→ **Point annotation dataset records**:
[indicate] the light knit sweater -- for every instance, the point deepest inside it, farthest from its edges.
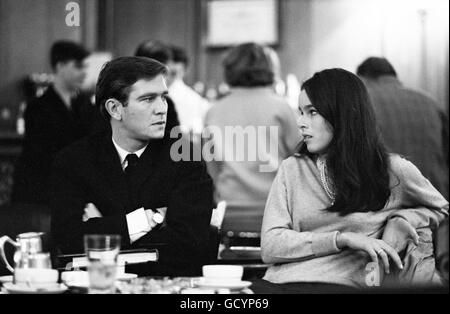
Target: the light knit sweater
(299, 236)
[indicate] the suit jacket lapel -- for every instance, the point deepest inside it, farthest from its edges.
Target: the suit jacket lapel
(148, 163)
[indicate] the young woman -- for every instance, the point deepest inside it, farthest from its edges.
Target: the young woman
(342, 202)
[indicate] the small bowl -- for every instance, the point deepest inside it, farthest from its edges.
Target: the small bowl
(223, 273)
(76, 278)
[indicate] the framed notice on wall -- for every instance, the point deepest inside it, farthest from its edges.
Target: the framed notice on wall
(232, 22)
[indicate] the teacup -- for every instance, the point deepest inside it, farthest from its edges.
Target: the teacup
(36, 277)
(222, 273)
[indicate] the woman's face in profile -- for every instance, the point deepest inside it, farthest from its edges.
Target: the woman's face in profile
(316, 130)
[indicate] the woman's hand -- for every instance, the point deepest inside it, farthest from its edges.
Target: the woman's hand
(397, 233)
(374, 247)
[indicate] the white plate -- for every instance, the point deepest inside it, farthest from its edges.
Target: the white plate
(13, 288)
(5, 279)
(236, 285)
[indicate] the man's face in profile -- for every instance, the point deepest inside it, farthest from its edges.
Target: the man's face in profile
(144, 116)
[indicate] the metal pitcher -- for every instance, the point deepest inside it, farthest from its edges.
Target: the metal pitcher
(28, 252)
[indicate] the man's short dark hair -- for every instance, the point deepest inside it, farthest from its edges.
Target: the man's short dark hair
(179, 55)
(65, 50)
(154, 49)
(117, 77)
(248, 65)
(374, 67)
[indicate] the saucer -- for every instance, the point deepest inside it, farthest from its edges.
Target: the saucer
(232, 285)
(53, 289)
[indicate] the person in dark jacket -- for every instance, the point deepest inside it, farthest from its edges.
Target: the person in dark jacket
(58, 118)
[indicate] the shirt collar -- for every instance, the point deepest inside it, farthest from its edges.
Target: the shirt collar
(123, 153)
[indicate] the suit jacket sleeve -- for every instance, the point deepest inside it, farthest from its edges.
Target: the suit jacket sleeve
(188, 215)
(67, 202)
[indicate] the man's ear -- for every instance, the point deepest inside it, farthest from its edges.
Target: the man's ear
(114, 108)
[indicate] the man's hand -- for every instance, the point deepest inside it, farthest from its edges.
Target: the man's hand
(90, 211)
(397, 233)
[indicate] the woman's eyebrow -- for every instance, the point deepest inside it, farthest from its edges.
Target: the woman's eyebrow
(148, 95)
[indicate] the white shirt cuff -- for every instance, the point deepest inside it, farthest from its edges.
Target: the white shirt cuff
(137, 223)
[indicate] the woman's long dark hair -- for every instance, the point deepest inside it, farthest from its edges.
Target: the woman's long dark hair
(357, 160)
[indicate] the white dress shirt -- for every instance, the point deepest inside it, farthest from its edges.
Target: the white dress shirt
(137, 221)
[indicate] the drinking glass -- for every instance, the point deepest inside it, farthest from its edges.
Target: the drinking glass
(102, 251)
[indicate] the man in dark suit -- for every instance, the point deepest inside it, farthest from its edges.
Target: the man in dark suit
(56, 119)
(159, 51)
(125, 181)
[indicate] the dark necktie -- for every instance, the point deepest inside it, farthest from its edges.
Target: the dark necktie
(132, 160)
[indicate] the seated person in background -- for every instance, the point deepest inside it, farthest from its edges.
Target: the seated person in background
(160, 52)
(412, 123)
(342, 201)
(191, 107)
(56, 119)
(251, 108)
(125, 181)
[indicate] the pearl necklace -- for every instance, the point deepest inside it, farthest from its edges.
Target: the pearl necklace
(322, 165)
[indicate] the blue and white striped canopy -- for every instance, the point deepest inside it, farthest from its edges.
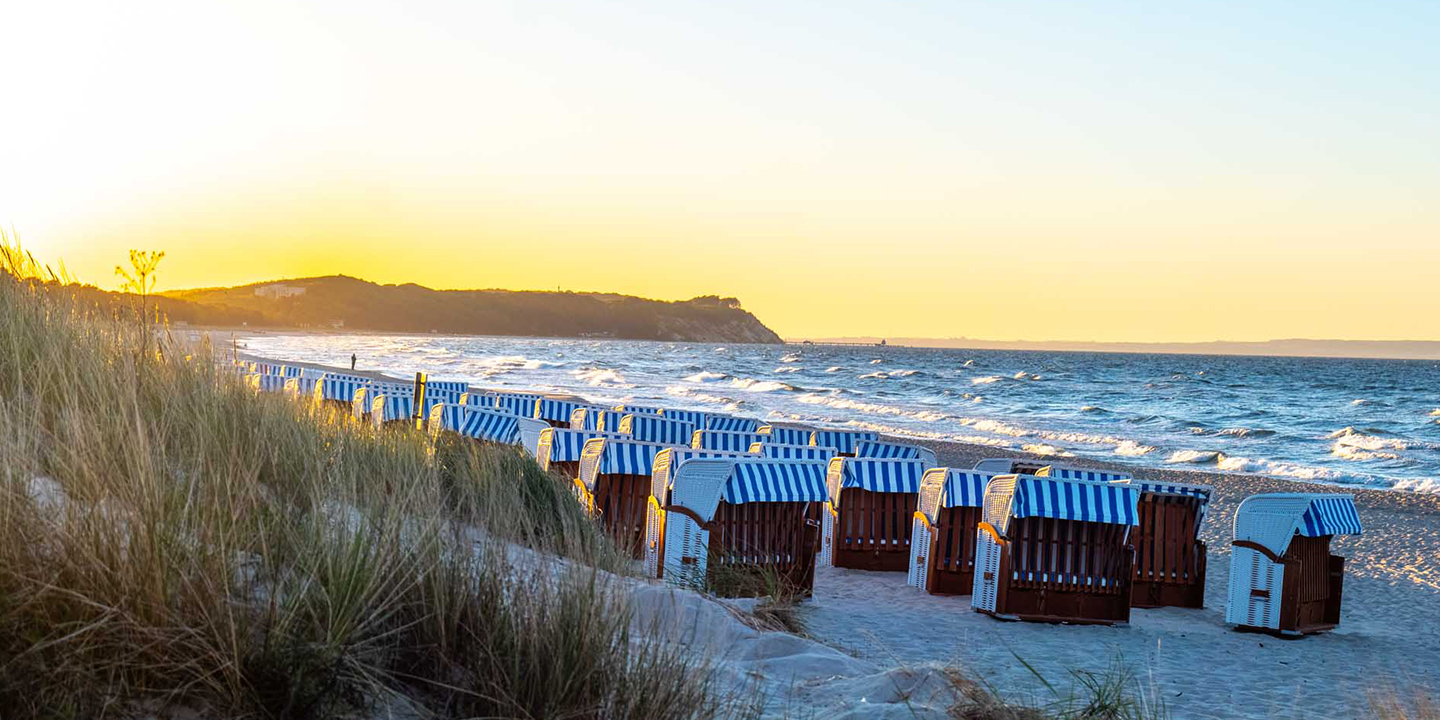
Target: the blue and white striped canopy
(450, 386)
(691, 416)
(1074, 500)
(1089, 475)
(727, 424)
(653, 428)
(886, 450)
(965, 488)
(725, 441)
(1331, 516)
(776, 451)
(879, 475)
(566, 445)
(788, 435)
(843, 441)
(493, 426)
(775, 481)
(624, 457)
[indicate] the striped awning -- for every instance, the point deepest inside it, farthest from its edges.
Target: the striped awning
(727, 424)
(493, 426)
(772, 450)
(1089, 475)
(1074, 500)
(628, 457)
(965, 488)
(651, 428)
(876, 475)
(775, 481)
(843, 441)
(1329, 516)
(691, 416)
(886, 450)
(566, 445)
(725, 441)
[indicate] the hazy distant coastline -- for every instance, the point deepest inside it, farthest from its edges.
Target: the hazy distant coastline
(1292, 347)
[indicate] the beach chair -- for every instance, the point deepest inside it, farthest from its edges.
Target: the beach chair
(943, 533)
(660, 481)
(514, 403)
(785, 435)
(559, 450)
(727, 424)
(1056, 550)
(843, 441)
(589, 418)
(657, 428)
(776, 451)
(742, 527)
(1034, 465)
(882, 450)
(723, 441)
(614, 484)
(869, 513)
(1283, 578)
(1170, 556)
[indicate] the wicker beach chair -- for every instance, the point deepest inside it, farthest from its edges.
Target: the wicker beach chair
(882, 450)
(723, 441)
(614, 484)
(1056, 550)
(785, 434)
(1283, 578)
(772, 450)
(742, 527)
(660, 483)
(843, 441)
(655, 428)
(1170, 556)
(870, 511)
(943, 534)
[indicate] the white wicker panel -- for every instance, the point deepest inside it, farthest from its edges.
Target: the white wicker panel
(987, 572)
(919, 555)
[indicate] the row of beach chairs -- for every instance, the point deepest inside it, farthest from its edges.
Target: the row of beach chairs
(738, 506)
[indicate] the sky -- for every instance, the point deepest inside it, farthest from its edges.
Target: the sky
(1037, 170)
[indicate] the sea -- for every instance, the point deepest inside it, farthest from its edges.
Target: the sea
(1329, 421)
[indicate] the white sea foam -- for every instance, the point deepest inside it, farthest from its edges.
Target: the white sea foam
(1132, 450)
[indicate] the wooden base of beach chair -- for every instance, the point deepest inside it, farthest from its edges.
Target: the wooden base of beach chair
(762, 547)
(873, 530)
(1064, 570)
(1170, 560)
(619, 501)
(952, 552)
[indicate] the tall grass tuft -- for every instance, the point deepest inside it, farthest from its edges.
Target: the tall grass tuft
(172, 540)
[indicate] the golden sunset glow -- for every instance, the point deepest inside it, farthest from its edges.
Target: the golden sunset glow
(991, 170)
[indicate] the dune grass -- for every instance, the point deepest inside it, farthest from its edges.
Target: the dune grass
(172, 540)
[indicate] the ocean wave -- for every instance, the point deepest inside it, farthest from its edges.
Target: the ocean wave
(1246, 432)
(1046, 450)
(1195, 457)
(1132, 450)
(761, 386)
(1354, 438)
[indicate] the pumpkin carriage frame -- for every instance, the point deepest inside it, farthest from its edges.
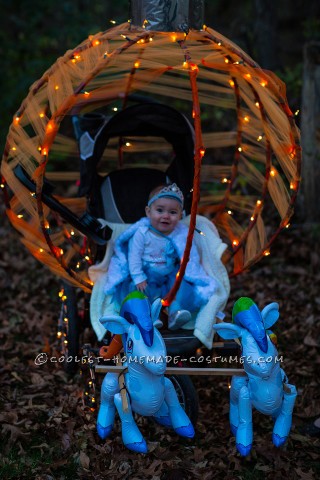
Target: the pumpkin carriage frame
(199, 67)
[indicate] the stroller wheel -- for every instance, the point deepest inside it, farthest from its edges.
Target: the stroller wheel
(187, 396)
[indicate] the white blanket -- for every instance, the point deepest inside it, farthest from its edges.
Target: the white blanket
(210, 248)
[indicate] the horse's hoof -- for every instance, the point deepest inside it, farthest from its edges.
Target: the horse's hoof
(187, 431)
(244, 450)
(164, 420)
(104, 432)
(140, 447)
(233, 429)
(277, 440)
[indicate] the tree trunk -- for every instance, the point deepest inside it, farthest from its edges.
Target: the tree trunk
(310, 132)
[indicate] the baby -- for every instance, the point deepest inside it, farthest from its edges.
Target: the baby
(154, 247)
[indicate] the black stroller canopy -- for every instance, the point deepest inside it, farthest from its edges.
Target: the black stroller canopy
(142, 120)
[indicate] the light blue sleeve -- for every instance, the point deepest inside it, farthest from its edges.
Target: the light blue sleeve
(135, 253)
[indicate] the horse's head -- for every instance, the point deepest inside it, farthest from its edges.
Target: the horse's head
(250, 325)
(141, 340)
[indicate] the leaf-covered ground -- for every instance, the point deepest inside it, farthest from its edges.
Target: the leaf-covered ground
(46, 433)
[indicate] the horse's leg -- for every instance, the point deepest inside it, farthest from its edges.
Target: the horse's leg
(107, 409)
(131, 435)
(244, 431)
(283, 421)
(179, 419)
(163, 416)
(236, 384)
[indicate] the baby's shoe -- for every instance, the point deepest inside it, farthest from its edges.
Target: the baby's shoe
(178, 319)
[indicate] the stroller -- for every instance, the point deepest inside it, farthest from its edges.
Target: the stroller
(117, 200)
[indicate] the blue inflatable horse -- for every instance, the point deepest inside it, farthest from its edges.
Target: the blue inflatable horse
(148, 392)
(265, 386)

→ **Task prompt**: Return the data from the line containing "[indicate] the horse's leg" through the end, inclusive, copying each line unchanged.

→ **Response to this task**:
[indicate] the horse's leg -- for every instance, the point deepest inside it, farthest from its edges.
Target: the horse's leg
(107, 409)
(131, 435)
(244, 431)
(283, 421)
(179, 419)
(163, 416)
(236, 384)
[indicate] the baby's shoe -- for every instance, the point deepest inside it, farthest from its edges.
Target: the baby's shoe
(178, 319)
[indicate] the stroller -- for every instance, the point deepest inside it, farthest from its edges.
Target: the stroller
(117, 200)
[indicate] the blue inflatable horse -- for every instance, the point deepest inside it, farthest from its edges.
Target: the blue inflatable horse
(148, 392)
(265, 386)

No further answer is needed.